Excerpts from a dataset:
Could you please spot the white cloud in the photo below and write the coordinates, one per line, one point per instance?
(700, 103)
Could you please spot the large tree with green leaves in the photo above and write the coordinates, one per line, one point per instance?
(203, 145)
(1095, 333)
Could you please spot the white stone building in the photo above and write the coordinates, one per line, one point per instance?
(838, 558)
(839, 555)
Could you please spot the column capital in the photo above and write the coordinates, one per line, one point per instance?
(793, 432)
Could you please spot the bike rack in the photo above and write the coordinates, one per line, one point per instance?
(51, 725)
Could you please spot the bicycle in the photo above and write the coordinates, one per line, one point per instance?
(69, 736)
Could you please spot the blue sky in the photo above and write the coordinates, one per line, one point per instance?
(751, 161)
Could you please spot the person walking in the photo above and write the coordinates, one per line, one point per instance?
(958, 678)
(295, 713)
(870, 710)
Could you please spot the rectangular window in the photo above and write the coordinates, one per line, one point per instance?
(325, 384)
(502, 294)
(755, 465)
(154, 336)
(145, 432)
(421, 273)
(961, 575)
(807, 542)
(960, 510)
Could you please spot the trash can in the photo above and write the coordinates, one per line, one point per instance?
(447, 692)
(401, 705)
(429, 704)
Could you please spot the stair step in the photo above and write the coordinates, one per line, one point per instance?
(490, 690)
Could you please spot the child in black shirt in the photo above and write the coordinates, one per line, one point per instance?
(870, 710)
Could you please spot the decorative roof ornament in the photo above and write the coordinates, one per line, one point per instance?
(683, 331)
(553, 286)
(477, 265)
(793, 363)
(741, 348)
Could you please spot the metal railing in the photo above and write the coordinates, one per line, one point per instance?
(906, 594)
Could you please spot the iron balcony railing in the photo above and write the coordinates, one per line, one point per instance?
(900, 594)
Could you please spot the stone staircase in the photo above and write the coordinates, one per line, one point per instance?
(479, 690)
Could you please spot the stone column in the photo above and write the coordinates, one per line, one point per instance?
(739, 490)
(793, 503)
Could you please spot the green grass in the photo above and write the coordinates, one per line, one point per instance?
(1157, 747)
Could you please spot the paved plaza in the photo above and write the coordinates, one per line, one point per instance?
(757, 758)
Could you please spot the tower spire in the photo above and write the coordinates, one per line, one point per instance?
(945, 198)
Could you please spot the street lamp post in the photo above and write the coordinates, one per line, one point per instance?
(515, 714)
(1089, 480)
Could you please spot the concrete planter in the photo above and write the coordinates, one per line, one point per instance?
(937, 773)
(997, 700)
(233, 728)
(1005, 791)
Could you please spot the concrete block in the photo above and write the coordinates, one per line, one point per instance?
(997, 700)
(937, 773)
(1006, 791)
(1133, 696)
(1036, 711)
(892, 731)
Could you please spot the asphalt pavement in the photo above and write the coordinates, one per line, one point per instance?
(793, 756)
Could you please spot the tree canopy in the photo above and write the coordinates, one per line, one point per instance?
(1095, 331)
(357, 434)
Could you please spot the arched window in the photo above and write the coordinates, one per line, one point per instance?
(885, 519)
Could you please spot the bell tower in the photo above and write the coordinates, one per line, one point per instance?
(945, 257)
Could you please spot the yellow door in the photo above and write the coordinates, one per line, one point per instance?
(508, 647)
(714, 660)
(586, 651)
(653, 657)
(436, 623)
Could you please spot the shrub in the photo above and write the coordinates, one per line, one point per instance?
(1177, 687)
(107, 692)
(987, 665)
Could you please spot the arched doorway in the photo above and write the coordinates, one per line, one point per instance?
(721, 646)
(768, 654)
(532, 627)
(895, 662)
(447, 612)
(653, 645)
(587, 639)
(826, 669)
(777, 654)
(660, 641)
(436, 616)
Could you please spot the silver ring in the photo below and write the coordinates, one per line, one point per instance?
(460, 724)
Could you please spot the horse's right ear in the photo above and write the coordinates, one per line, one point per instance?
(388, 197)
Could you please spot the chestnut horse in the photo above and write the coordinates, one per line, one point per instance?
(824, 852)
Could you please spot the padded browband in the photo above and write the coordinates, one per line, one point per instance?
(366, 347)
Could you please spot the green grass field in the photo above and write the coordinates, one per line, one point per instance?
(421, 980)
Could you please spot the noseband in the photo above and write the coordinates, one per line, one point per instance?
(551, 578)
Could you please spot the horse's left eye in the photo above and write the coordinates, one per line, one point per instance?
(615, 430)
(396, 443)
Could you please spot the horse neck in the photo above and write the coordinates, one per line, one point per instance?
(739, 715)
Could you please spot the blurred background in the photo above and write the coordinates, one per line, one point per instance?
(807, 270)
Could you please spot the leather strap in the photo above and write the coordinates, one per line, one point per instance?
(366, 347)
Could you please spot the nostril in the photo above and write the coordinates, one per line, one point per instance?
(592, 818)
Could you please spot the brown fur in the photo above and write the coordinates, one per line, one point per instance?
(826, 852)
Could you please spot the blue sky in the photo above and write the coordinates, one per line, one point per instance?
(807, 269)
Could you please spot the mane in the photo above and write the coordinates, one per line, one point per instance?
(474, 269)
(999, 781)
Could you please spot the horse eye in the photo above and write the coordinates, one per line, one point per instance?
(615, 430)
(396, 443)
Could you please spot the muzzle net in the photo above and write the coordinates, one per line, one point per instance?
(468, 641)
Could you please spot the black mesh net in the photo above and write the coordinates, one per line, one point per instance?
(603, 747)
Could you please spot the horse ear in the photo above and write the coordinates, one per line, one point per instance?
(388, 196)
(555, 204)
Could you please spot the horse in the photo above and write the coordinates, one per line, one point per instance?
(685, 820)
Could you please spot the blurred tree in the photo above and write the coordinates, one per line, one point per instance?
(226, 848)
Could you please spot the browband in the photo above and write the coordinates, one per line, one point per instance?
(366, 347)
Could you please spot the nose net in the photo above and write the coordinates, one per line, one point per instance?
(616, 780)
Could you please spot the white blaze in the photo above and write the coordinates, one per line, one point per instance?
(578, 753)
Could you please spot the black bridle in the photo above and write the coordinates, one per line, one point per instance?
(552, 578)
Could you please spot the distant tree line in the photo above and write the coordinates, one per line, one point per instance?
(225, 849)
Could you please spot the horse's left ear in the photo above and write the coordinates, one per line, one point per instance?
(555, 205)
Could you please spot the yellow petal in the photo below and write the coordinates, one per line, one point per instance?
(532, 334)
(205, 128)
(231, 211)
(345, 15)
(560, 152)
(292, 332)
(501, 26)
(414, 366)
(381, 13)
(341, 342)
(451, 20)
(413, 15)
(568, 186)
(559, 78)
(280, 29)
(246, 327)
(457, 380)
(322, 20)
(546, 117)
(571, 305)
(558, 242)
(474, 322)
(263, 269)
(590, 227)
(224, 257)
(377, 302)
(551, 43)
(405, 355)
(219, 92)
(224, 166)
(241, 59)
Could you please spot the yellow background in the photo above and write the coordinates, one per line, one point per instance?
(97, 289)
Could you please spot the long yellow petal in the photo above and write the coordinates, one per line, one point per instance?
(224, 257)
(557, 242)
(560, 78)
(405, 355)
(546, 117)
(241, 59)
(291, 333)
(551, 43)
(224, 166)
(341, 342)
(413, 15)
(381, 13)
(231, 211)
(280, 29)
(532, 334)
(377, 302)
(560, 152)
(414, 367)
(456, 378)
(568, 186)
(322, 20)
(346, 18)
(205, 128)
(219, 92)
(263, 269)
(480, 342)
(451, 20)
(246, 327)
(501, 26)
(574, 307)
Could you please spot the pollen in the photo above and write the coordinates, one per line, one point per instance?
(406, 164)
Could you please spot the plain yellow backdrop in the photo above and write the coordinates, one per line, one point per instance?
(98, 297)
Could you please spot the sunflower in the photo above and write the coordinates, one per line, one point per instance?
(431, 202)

* WHAT THIS TASK INVOLVES
Each entry above, in full, should be output exactly as it reads.

* WRITTEN SOLUTION
Could you please spot the white cloud in the photo below and write the coordinates, one per line, one point per instance?
(700, 103)
Could you please spot the large tree with green leaves in the photo above and write the coordinates, one per line, one point per instance?
(203, 145)
(1095, 333)
Could you please spot the white stone building in the photo above and write the coordinates, one per line, one point per instance?
(838, 558)
(839, 555)
Could you please spot the column capital in the photo above and write the coordinates, one per line, one point per instance?
(793, 432)
Could you please spot the bike rack in the photo above and write the coordinates, one per line, one point per instance?
(51, 725)
Could you please spot the bicycle in the photo above and write the coordinates, one per line, one point per instance?
(69, 736)
Could you please spot the blue sky in the photo above and write the coordinates, one per line, one point per instance?
(751, 161)
Could you please spot the person walking in the photo above and write the coordinates, one per line, one point per instance?
(958, 678)
(295, 713)
(870, 710)
Could you please spot the rectangular window in the photo above and write the coordinates, one per line, one point per instance?
(325, 384)
(502, 294)
(755, 465)
(154, 336)
(145, 432)
(421, 273)
(961, 575)
(807, 542)
(960, 510)
Could you please spot the trash can in the photo above and write the coordinates, one per line, one point per instance?
(447, 692)
(401, 705)
(429, 704)
Could you please spot the stair step in the photo above and write the coordinates, one per line, one point per instance?
(490, 690)
Could you please spot the child in black shirt in the photo above and write the coordinates, one per line, one point per instance?
(870, 710)
Could you please spot the decorative roof ornament in the photo above and write the coordinates, one per line, one point per instance?
(683, 331)
(553, 286)
(477, 265)
(793, 363)
(741, 348)
Could you please spot the metal railing in the photo above and write the coordinates, one per line, one point per instance?
(906, 594)
Could you please spot the iron balcony railing in the photo above and write the coordinates, one per line, one point per instance?
(900, 594)
Could you please spot the stone staircase in the photo above and write the coordinates, one per line, one point per instance?
(479, 690)
Could you please spot the stone column in the photo above and write the coordinates, one per line, one point per instance?
(739, 490)
(793, 503)
Could you please spot the green grass in the photo above and write the coordinates, one per line, one point per instance?
(1157, 747)
Could you please spot the paved plaza in the photo above and write the coordinates, one per line, one point per instance?
(757, 758)
Could you please spot the tower spire in the photo above and write the coordinates, one per line, one point per instance?
(945, 198)
Could you please spot the street lamp post in the photo above and write the coordinates, one per line, one point per instance?
(515, 714)
(1089, 480)
Could you please spot the concrete planter in the photo above and write the coordinates, one per line, one point per instance?
(937, 773)
(997, 700)
(233, 728)
(1005, 791)
Could you please spot the concrete block in the photo above and write the coordinates, one per line, one point per instance?
(997, 700)
(937, 773)
(1006, 791)
(1133, 696)
(1036, 711)
(892, 731)
Could you please spot the asphalt pavement in the photo above and write the coordinates, one per line, one point per instance?
(793, 756)
Could you please spot the tree canopy in the photo above and write the coordinates, one per line, one point per instance?
(1095, 331)
(357, 434)
Could you please spot the arched window in the photo above and write the coordinates, one per line, one point per instance?
(885, 519)
Could you please spot the bell tower in the photo above and write the coordinates, one per line, one point per instance?
(945, 257)
Could you please spot the yellow door in the photo above and write the coordinates, one per line, one point per instance?
(508, 647)
(714, 660)
(586, 651)
(653, 657)
(436, 623)
Could you please spot the shrub in the photo above and write the coordinates, one per line, one point per instance?
(1177, 687)
(107, 692)
(987, 665)
Could you please spot the arched doorway in the photo above and write the coordinates, one per line, one point per instance?
(721, 646)
(768, 654)
(532, 627)
(895, 662)
(447, 612)
(653, 645)
(587, 639)
(826, 669)
(777, 654)
(660, 641)
(436, 616)
Could you please spot the silver ring in the photo below and write the coordinates, one per line, one point per instance?
(460, 724)
Could you please spot the horse's right ear in the photo above and write the coordinates, one per line, one point per instance?
(388, 197)
Could you please spot the chestnut horse in the photo above and write the coordinates, one per line, one point per instance?
(824, 852)
Could you please spot the padded browband in the photo above and write the coordinates, one per line, one point per instance?
(366, 347)
Could you please spot the green grass field in the photo above and write the coordinates, one per line, one point per instance?
(421, 980)
Could you please spot the noseband in the photo above and write the coordinates, one per line, one point per instance?
(551, 578)
Could you please spot the horse's left eye in the photo above and write the coordinates, one per line, one point per instance?
(615, 430)
(396, 443)
Could you please spot the horse neck in the photo above and write the coordinates, one per line, one point per instance?
(739, 715)
Could you please spot the blurred background in the photo above and write the coordinates, one per line, one point per instance?
(807, 270)
Could you please spot the leather strap in the photo above and write the coordinates, one per line, one point per instance?
(366, 347)
Could you please spot the nostril in the photo above and write the coordinates, one per line, one point per instance?
(592, 818)
Could you please spot the brown fur in the photo above and write the coordinates, one per line, one point per instance?
(826, 852)
Could you please spot the blue sky in the photo above and write the coordinates, one per line, one point per instance?
(807, 269)
Could you please spot the mane in the photo above and write the coordinates, one per line, one point per instance?
(474, 269)
(999, 781)
Could you please spot the horse eye in the photo above and write the coordinates, one per line, one point per instance?
(615, 430)
(396, 443)
Could you please spot the muzzle net in the photo above and write the coordinates, one per line, one point per instance?
(468, 641)
Could you please spot the black mesh net in the photo above and write the coordinates, one per line, one point per instance?
(603, 747)
Could you please spot the horse ear in the photo above and write the coordinates, one per line, one point per instance?
(388, 196)
(555, 204)
Could you please spot the horse in the photo above and write the coordinates, one per line, one point per instance?
(685, 820)
Could you please spot the blurred tree in the photo above and write the coordinates, one per line, one point per instance?
(226, 848)
Could you please spot the browband in the photo above and write the coordinates, one per line, one point per instance?
(366, 347)
Could you please spot the nose net in the photo above and write the coordinates, one per line, one point per instance?
(616, 780)
Could you please spot the white blaze in the photo above and write the coordinates, one per line, one point per instance?
(578, 753)
Could you please spot the black bridle in the photo above and write the coordinates, one per line, one point per instance?
(552, 578)
Could you please spot the distant tree line in the photo above and write the coordinates, one per line, one point per instance?
(225, 849)
Could you please spot the horse's left ear in the photo above and write the coordinates, one per line, one point per instance?
(555, 205)
Could you please spot the yellow petal in the photo below and write the coordinates, one per line, one point per instance?
(532, 334)
(205, 128)
(231, 211)
(345, 15)
(560, 152)
(292, 332)
(501, 26)
(414, 366)
(381, 13)
(341, 342)
(451, 20)
(413, 15)
(568, 186)
(559, 78)
(280, 29)
(246, 327)
(457, 380)
(322, 20)
(546, 117)
(571, 305)
(558, 242)
(474, 322)
(263, 269)
(590, 227)
(224, 257)
(377, 302)
(551, 43)
(405, 355)
(219, 92)
(224, 166)
(241, 59)
Could you please spot the yellow background in the photo above and write the coordinates, one per line, one point per instance?
(97, 289)
Could you please spot the long yellow petal in the photo above and write the coordinates, one per line, one point per instance?
(224, 257)
(557, 242)
(560, 78)
(405, 355)
(546, 117)
(241, 59)
(291, 333)
(551, 43)
(224, 166)
(341, 342)
(413, 15)
(381, 13)
(231, 211)
(280, 29)
(532, 334)
(377, 302)
(560, 152)
(414, 367)
(456, 378)
(568, 186)
(322, 20)
(346, 18)
(205, 128)
(219, 92)
(263, 269)
(480, 342)
(451, 20)
(246, 327)
(501, 26)
(574, 307)
Could you please spot the pollen in the photo above and write the coordinates, one per line, one point per instance?
(406, 164)
Could you please spot the plain yellow backdrop in the photo above and write the coordinates, one per line, one point per instance?
(98, 297)
Could you please spot the sunflower in the photo above and write the coordinates, one per line, one point per instance?
(431, 202)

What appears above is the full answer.